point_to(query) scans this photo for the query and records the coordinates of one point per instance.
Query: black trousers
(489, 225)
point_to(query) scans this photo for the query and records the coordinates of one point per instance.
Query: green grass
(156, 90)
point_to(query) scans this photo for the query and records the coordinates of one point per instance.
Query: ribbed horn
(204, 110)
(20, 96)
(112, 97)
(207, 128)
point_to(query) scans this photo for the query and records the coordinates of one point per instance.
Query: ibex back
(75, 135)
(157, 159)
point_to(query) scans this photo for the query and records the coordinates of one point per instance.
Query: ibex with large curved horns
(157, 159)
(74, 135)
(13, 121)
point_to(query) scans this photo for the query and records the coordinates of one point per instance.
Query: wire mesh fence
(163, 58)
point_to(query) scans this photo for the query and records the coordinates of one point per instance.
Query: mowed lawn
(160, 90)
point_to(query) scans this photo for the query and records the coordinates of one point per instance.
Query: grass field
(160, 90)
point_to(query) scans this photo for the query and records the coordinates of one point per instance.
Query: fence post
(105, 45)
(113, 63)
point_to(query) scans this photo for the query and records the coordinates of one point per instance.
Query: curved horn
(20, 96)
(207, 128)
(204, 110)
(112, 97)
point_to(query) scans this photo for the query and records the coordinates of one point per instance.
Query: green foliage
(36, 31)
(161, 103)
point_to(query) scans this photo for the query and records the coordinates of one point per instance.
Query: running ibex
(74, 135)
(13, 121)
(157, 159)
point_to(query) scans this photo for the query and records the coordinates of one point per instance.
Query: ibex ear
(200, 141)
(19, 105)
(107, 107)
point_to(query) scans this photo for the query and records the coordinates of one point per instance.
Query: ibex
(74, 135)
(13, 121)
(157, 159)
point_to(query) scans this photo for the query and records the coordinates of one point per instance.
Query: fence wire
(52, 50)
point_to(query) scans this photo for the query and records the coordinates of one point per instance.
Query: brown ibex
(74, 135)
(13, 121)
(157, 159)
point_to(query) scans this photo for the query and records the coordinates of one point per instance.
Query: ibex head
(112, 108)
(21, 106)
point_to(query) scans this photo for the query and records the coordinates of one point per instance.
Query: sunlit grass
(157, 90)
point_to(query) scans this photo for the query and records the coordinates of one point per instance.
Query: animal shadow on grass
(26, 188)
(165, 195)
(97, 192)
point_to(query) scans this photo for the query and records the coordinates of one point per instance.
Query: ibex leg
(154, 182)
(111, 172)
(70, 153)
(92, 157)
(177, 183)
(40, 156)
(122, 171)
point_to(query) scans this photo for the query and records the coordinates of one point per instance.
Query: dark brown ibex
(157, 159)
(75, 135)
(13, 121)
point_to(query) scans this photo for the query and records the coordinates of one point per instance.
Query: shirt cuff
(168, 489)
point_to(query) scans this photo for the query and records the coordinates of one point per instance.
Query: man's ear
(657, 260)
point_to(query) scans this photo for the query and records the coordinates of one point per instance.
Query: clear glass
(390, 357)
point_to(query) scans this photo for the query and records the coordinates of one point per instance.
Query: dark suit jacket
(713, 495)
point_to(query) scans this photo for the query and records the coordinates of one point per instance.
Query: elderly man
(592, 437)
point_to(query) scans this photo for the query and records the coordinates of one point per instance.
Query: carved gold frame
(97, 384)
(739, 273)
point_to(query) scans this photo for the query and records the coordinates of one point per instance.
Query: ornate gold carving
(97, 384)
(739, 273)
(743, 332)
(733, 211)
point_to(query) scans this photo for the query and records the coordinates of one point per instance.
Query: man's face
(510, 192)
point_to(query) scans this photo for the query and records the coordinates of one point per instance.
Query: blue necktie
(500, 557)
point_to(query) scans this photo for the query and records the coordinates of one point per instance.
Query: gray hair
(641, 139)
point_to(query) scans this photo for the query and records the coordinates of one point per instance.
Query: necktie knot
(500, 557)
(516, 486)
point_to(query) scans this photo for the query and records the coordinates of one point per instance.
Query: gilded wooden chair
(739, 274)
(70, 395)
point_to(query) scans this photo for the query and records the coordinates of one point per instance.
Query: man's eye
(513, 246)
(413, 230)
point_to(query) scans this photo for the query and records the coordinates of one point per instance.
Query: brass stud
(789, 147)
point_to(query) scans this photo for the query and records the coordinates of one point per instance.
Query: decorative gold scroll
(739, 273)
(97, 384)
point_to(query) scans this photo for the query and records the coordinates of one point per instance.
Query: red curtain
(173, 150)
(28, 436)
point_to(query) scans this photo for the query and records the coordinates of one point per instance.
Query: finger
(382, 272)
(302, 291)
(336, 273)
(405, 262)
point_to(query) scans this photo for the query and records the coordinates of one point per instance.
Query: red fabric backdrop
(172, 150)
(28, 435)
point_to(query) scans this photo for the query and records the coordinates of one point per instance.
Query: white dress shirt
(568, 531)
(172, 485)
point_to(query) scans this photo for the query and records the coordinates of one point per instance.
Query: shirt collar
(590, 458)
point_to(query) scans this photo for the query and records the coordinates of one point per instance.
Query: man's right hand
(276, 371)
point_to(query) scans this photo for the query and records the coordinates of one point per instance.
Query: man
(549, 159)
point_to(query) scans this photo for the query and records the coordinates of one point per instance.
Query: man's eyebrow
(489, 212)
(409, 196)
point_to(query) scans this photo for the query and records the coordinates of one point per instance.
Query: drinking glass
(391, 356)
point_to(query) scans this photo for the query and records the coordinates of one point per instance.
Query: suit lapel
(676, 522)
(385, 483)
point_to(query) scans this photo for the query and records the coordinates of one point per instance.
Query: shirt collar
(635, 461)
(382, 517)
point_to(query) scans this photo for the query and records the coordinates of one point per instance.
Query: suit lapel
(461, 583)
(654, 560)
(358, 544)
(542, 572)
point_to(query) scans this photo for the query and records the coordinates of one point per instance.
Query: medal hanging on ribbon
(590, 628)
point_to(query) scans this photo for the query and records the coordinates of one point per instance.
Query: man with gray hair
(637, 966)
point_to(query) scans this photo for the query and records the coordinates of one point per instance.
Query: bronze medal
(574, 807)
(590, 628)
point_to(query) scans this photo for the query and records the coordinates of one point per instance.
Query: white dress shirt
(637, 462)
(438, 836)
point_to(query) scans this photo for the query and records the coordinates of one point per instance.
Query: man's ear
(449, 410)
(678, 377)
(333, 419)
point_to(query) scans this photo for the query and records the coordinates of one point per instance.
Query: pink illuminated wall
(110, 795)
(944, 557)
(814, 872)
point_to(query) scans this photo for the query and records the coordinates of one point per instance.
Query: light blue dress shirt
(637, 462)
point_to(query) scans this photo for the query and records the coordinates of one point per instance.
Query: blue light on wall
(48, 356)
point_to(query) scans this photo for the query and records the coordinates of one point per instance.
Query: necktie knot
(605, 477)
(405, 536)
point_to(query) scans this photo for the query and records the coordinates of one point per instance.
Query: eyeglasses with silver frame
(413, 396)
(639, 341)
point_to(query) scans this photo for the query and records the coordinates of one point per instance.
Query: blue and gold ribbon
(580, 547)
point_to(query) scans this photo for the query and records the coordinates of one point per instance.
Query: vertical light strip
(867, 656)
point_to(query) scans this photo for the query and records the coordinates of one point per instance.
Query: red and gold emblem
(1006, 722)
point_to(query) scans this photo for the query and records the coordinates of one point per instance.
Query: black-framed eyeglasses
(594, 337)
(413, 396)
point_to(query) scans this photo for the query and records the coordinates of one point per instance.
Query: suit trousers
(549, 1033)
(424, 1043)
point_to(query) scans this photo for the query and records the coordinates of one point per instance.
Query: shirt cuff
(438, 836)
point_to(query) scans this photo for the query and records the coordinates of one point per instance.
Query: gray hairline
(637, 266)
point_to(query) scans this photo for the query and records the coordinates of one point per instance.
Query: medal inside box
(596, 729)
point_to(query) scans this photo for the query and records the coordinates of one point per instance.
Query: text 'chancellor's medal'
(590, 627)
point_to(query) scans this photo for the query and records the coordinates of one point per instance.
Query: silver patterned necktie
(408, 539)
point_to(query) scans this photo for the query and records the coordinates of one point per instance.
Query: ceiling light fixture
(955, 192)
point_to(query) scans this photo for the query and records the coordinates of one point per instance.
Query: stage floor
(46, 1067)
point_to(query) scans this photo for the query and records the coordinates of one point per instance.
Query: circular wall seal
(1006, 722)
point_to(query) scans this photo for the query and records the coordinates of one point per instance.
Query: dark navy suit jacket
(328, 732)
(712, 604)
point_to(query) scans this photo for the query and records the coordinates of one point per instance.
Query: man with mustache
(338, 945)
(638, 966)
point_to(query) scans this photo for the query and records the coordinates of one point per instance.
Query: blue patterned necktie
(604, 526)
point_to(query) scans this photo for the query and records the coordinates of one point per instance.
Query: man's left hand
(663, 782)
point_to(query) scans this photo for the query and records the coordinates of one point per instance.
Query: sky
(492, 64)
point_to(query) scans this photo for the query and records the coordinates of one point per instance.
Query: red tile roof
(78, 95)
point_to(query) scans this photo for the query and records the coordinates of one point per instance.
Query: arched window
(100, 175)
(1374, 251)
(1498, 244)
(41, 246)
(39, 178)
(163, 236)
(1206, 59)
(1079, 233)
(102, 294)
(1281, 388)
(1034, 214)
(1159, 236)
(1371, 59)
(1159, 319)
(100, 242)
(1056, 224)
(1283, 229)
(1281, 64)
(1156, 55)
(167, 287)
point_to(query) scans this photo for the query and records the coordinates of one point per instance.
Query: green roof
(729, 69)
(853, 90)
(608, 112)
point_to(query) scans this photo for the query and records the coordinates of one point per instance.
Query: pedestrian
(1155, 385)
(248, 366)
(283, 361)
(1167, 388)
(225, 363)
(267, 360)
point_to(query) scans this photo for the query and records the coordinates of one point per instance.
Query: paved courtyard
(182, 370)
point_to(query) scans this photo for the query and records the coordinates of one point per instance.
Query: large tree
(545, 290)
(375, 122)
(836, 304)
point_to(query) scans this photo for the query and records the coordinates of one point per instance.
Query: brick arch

Exercise goal: From the line containing "Query: green roof" through the last line of the records, output each line exactly and nothing more.

Written solution:
Query: green roof
(729, 69)
(853, 90)
(608, 112)
point_to(query) scans this photo for the query and records the coordinates of one point per instance.
Query: pedestrian
(1155, 385)
(248, 366)
(283, 361)
(1167, 388)
(225, 363)
(267, 360)
point_to(query) scans this photo for the query and records the coordinates of one point per instance.
Query: paved courtyard
(182, 370)
point_to(query) scans this photo for the query and records the coordinates of one point per instance.
Query: large tree
(545, 290)
(375, 122)
(836, 304)
point_to(query) scans this photo for the query and records the coordinates of one point per instance.
Query: brick arch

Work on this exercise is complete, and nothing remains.